→ EXERCISE AIM:
Extract every line of the material below without changing a word, and leave out the images.

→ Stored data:
▬▬▬▬▬▬▬▬▬▬
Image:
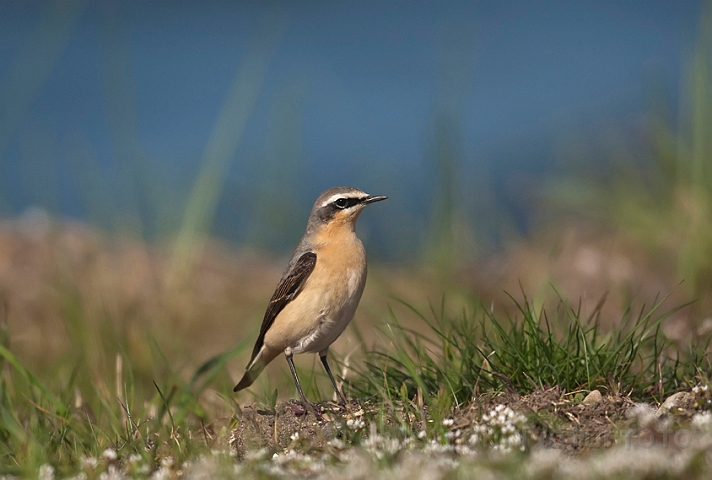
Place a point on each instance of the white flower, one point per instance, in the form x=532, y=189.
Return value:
x=109, y=454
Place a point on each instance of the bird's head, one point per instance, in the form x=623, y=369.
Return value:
x=340, y=207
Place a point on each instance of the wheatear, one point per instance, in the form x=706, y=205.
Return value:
x=320, y=289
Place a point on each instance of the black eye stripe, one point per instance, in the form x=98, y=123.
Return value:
▬▬▬▬▬▬▬▬▬▬
→ TASK OUTPUT:
Image:
Place a point on each instance of the white flower, one point per instance, in the form x=532, y=189.
Return value:
x=109, y=454
Place a point on each instance of the bird's head, one point per instance, in the form x=623, y=369.
Return value:
x=340, y=207
Place a point on each instance of the wheatear, one point per instance, in the form x=706, y=205.
Return value:
x=320, y=289
Place a point on each instance of the black eye stripe, one point per instance, in the form x=98, y=123.
Return value:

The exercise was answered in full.